_Exercise goal_: Copy the listing below verbatim, line for line, with no changes.

_Stored rows_:
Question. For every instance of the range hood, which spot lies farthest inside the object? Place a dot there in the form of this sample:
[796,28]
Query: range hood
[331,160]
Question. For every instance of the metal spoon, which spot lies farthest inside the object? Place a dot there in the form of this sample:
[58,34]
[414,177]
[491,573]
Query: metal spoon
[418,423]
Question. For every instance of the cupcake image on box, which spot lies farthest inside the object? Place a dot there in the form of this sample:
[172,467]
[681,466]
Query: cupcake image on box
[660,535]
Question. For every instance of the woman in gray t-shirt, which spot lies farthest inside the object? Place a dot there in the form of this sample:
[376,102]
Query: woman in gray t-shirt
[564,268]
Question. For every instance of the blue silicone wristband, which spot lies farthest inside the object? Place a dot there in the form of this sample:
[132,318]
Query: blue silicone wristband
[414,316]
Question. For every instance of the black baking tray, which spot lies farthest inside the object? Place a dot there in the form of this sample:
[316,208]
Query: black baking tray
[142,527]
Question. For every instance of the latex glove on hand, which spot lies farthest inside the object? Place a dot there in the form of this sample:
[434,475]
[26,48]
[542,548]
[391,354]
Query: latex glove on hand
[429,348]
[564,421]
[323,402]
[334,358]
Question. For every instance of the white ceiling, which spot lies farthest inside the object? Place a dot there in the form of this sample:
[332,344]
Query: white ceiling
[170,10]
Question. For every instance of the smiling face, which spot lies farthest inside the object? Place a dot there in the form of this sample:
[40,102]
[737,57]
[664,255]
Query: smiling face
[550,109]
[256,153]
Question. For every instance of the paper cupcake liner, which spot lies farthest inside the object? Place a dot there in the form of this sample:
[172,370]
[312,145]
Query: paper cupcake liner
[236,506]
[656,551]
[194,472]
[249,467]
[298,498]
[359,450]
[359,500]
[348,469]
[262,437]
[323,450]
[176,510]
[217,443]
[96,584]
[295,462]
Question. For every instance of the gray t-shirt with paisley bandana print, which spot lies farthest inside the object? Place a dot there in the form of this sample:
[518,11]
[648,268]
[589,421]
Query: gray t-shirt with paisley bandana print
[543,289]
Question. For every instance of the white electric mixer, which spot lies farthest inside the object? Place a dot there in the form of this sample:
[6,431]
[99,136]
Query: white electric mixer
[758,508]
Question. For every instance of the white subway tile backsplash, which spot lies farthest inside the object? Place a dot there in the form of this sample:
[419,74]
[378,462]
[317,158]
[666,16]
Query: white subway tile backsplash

_Answer to the task_:
Question. For every instance of the range hood, which spot lies farthest inside the object? Place a dot there in the form of this sample:
[796,28]
Query: range hood
[331,160]
Question. For every instance of the metal spoon, which spot lies farthest inside the object? Place a dot there in the form of this sample:
[58,34]
[414,177]
[491,573]
Query: metal spoon
[418,423]
Question. For every instance of the cupcake image on box, which spot lies farthest inside the object? Place a dot there in the form of this sample:
[172,467]
[681,466]
Query: cupcake image on box
[660,535]
Question. For every instance of the woman in gray t-shirt, which spot lies farthest inside the object? Place a dot there in the form of this sample:
[376,102]
Query: woman in gray t-shirt
[564,268]
Question. For every instance of the blue silicone wristband, which spot lies farthest inside the object? Place a dot there in the form of this sample:
[132,318]
Query: blue silicone wristband
[414,316]
Question. For every instance of the black baking tray, which spot lies farthest inside the object? Place a dot there in the form of this sample:
[316,208]
Query: black baking tray
[142,527]
Question. For every instance of the latex glove on hand, which spot lies farthest inside the object? Place a dot there in the form of this sample:
[434,475]
[26,48]
[542,548]
[391,354]
Query: latex glove on hand
[429,348]
[564,421]
[323,402]
[334,358]
Question. For every instance of the white ceiling, which spot lies farthest inside the object? Place a dot there in the form of this sample:
[332,344]
Query: white ceiling
[170,10]
Question. For every instance of the smiling face, which spot lies farthest inside the object? Place a dot there in the form of this sample:
[40,102]
[737,57]
[664,255]
Query: smiling face
[550,109]
[256,153]
Question. For every instance of the paper cupcake liner, which spot lies farthest inside the object? Place a dot there in the form of this sample:
[172,370]
[312,145]
Query: paper cupcake liner
[236,506]
[656,551]
[194,472]
[249,467]
[298,498]
[359,450]
[359,500]
[348,469]
[262,437]
[323,450]
[176,510]
[217,443]
[96,584]
[295,462]
Question. For every instance of the gray t-shirt with paisley bandana print, which spot lies farthest inside the object? Place a dot there in the form of this sample:
[518,11]
[648,268]
[589,421]
Query: gray t-shirt with paisley bandana print
[543,289]
Question. For every instance of the white electric mixer, which spot lies farthest inside the object? Place a dot there in the form of this sample:
[6,431]
[99,136]
Query: white electric mixer
[758,508]
Question. For every instance of the white subway tile backsplash, which spot lies farthest inside the object? Place a dot there in the form of this sample:
[419,74]
[378,462]
[317,158]
[666,16]
Query: white subway tile backsplash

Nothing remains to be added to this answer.